* [Problem to work on]: Would you please copy the part of the material below that opens with the line containing "Target: smokestack" and closes with the line containing "Target: headlight"? Copy it exactly, and only it.

* [Input data]:
============================================================

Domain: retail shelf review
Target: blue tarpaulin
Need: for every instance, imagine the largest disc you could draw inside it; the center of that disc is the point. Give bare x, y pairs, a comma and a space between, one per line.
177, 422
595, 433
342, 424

============================================================

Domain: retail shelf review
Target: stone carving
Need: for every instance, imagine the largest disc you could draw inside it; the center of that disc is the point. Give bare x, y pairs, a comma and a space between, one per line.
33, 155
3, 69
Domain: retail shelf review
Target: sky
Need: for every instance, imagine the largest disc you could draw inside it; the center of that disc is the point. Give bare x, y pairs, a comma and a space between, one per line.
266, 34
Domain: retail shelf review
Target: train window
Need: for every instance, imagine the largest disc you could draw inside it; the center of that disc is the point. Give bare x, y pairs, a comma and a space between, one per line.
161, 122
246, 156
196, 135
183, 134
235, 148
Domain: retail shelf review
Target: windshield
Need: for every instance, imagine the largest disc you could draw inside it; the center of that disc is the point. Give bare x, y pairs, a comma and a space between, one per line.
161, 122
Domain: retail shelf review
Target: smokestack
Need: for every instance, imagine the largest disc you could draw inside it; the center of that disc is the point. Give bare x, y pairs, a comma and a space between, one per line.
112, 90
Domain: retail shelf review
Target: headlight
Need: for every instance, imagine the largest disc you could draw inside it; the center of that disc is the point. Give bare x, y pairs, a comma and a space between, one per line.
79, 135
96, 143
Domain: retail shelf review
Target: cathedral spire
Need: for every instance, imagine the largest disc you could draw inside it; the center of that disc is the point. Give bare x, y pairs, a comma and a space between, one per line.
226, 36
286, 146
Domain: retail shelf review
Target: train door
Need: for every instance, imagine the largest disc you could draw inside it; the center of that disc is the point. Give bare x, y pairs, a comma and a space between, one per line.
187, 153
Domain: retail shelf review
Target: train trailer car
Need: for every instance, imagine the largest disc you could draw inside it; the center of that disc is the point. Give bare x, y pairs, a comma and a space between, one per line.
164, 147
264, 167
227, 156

============================================================

* [Exercise result]:
Target: smokestack
Need: for every instance, imagine the largest disc you could draw inside it; the center of that disc is the point. Give bare x, y pairs, a comma and a space between, one per line.
112, 90
Domain: retail shelf review
Target: headlight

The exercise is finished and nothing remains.